Boundary labeling items:
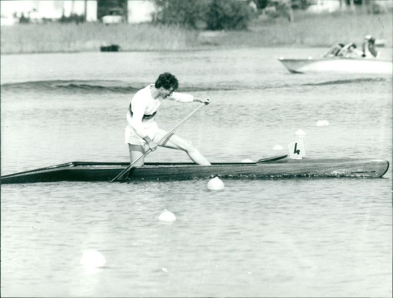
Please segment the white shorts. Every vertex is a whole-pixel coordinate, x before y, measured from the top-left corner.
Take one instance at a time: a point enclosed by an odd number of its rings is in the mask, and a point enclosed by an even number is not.
[[[146,129],[148,137],[153,140],[157,133],[158,126],[156,122],[149,124],[148,125],[143,127]],[[138,135],[130,125],[127,125],[124,132],[124,142],[126,144],[130,144],[133,145],[144,145],[146,142],[140,137]]]

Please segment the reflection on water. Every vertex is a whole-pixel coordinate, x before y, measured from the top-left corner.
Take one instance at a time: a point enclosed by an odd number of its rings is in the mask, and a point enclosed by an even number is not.
[[[127,106],[164,71],[212,99],[177,131],[210,161],[281,154],[273,148],[301,128],[308,156],[391,162],[391,76],[293,75],[277,60],[324,51],[2,55],[1,174],[128,160]],[[159,125],[195,104],[164,102]],[[189,160],[163,149],[146,160]],[[227,179],[220,192],[205,179],[4,185],[2,296],[389,296],[392,178]],[[81,266],[87,250],[105,266]]]

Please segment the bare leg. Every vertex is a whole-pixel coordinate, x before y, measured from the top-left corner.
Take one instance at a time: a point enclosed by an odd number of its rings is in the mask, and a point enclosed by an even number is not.
[[[159,128],[154,138],[155,142],[158,142],[168,133],[166,130]],[[209,162],[202,155],[192,143],[175,134],[169,135],[167,139],[158,145],[167,148],[183,150],[187,153],[190,158],[196,163],[202,166],[210,166]]]
[[[142,145],[134,145],[128,144],[128,150],[130,151],[130,163],[132,163],[138,159],[140,156],[144,154],[144,147]],[[144,158],[141,158],[134,166],[141,167],[143,165]]]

What is asked: Copy the entries word for word, starting at the line that contains "Please segment the reflection" and continuing through the last line of the entries.

Solution to this problem:
Please segment the reflection on water. Every vertex is a whole-pixel coordinate, x before y, measured from the top-left corner.
Take one instance at a time: a point enclosed by an odd number of its rings is in the mask, and a point enclosed by an even number is not.
[[[127,106],[164,71],[212,99],[177,131],[210,161],[281,154],[273,148],[301,128],[308,156],[391,162],[391,76],[293,75],[277,60],[324,51],[2,55],[1,174],[128,160]],[[159,125],[195,104],[164,102]],[[189,160],[163,149],[146,160]],[[227,179],[220,192],[205,179],[4,185],[2,296],[389,296],[392,178]],[[81,266],[87,250],[105,266]]]

Please segment the bare leg. Every vertex is a whole-pixel coordinate, x before y, measured from the top-left corner.
Take one instance at a time: a point enclosed by an odd number of its rings is in the mask, and a point enclosed by an even number is not.
[[[159,128],[154,138],[155,142],[158,142],[168,133],[166,130]],[[209,162],[202,155],[192,143],[175,134],[169,135],[167,139],[158,145],[167,148],[183,150],[187,153],[190,158],[196,163],[202,166],[210,166]]]
[[[142,145],[134,145],[128,144],[128,150],[130,151],[130,163],[132,163],[138,159],[140,156],[144,154],[144,147]],[[144,158],[141,158],[134,166],[141,167],[143,165]]]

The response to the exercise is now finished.